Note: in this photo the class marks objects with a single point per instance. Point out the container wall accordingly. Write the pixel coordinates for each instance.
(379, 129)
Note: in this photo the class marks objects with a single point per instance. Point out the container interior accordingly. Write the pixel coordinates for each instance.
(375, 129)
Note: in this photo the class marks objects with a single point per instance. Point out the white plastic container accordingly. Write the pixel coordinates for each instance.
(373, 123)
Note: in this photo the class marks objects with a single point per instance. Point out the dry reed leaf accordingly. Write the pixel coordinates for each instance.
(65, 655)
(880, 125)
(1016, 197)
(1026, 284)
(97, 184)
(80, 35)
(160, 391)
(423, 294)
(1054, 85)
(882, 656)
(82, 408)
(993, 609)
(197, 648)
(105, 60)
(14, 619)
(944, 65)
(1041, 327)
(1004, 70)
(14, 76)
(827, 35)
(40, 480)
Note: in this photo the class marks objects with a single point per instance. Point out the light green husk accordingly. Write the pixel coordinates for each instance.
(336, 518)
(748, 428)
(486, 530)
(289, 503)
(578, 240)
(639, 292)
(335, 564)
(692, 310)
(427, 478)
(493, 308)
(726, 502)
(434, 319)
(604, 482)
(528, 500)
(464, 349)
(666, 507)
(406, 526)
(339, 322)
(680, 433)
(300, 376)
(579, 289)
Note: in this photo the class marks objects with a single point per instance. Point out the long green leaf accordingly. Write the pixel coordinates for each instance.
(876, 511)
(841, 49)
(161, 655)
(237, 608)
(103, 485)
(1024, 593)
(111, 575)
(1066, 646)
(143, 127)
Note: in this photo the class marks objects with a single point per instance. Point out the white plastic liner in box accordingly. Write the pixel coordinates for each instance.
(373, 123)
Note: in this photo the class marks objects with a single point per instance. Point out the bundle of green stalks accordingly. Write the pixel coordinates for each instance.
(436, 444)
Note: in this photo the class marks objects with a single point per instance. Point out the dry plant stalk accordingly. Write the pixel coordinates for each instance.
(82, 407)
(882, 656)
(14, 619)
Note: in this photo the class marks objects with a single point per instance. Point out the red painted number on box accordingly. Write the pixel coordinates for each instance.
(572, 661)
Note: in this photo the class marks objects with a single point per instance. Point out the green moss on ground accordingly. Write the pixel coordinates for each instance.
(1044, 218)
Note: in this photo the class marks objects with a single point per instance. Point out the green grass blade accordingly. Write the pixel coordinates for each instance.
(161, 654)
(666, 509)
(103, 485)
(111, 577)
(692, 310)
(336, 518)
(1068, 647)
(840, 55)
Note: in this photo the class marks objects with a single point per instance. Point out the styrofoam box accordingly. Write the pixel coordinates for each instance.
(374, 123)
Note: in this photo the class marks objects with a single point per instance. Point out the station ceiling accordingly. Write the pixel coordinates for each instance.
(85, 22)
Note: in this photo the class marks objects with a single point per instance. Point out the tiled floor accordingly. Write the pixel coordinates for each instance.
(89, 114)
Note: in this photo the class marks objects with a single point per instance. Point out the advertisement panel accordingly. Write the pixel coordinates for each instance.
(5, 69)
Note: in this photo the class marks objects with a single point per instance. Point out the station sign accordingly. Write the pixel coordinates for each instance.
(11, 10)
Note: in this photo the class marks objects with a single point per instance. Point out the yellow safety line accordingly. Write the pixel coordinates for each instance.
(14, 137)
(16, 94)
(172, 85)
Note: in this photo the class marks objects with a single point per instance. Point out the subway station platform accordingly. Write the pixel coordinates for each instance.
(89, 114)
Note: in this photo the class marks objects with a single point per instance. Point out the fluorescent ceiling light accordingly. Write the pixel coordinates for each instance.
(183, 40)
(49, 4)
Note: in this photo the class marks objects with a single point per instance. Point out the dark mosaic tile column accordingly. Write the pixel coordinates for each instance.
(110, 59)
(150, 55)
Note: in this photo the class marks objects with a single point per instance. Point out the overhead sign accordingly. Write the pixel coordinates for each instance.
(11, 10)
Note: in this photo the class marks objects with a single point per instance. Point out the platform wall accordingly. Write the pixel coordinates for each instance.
--
In this exercise, reproduce the material word for word, in full.

## [Task answer]
Note: in this photo the class marks objects with a single point per instance. Point out the container wall accordingly. Write the pixel coordinates for each instance.
(379, 129)
Note: in this photo the class marks objects with a single point per instance. Point out the container interior accordingly. Write the pixel coordinates for each instance.
(375, 129)
Note: in this photo the class marks objects with a single point per instance. Point out the white plastic container accordingly. Write the pixel coordinates for each instance.
(373, 123)
Note: in this photo the class marks objects with a single point per instance. Point out the dry reed leaf accordingly. Write the pixel coordinates for each instance.
(65, 655)
(880, 125)
(1016, 197)
(1026, 284)
(97, 184)
(80, 35)
(160, 391)
(423, 294)
(1054, 85)
(882, 656)
(82, 408)
(993, 609)
(197, 648)
(105, 60)
(14, 619)
(944, 65)
(1041, 327)
(1004, 70)
(14, 76)
(827, 35)
(40, 480)
Note: in this photo the class marks objects with a single point per instance. Point out the light green husk accordingly. Write the pixel coordinates for each instance.
(336, 518)
(748, 428)
(486, 530)
(289, 503)
(578, 240)
(639, 292)
(335, 564)
(692, 310)
(427, 478)
(493, 308)
(726, 502)
(434, 319)
(604, 482)
(528, 500)
(464, 349)
(666, 507)
(406, 526)
(339, 322)
(680, 433)
(300, 376)
(579, 289)
Note: in this photo the class marks objects with a single point per instance. Point out the long green leaf accordingly. Write the pixel coordinates for each instance.
(876, 511)
(841, 49)
(161, 655)
(237, 608)
(103, 485)
(1024, 593)
(111, 575)
(1066, 646)
(143, 127)
Note: in this photo the class marks objects with a single point per instance. Point out the white plastic liner in box accordingly. Write the pixel coordinates for each instance.
(373, 123)
Note: in this photo the class marks objects with a single point per instance. Point out the bundle of green stalks accordingly. Write the pixel coordinates for each instance.
(436, 444)
Note: in this photo the class marks objects with a single point per instance. Point out the dry plant stalk accordingly. Write the pixel coordinates for each instance.
(82, 407)
(882, 656)
(14, 619)
Note: in this photo the class marks objects with a single point per instance. Point out the red painted number on box accordingly. Write the pixel coordinates for each instance.
(572, 661)
Note: in this photo the class marks objects with a single point per instance. Point out the green moss on ground accordingly. Write the pixel coordinates for each instance.
(1044, 218)
Note: in this photo the class marks objects with a single point per instance. Point out the green grass blade accordingly. Write the pixel coordinates for each instance.
(161, 654)
(666, 509)
(103, 485)
(111, 577)
(692, 310)
(336, 518)
(1068, 647)
(840, 55)
Note: in this photo the class marks objects with a single point per instance. Point out the styrofoam box accordingly. Write the pixel coordinates for each instance.
(374, 123)
Note: in this photo the class marks objects with a single point per instance. Point out the station ceiling accordingly. Write the pixel coordinates for each instance.
(85, 22)
Note: in this photo the class marks objects with a single point per instance. Point out the tiled floor accordingly. Write the pixel coordinates for each instance.
(89, 114)
Note: in this photo the class marks objects with a single point per instance. Point out the advertisement panel accordingly. Write the pixel coordinates for each instance.
(5, 69)
Note: in this photo the class marks objects with a single point per instance. Point out the station sign accordingly. Write the pixel coordinates for each instance.
(11, 10)
Note: in this photo the class marks objects with a single point per instance. Point out the yellow safety line accordingly. Write the pixel coordinates for each instance.
(14, 137)
(16, 94)
(172, 85)
Note: in this photo the class marks objects with a single point per instance. Point out the subway station platform accordingly. Write the pixel coordinates for each instance.
(89, 114)
Note: in this photo the class marks objects with a single point per instance. Point out the fluorescent ceiling light accordingly. Write the pixel coordinates for each instance.
(183, 40)
(49, 4)
Note: in this photo the class marks objects with a single point per instance. Point out the dark mosaic tile column accordingly. Write the pixel coordinates for each instance.
(110, 59)
(150, 55)
Note: in this photo the class marks objects with a single point per instance. Point out the overhead sign accordingly. Write the pixel coordinates for each instance.
(11, 10)
Note: in this photo the class marks objects with a single point per instance. Point out the platform wall accordingly. Write the pixel coordinates for each instance.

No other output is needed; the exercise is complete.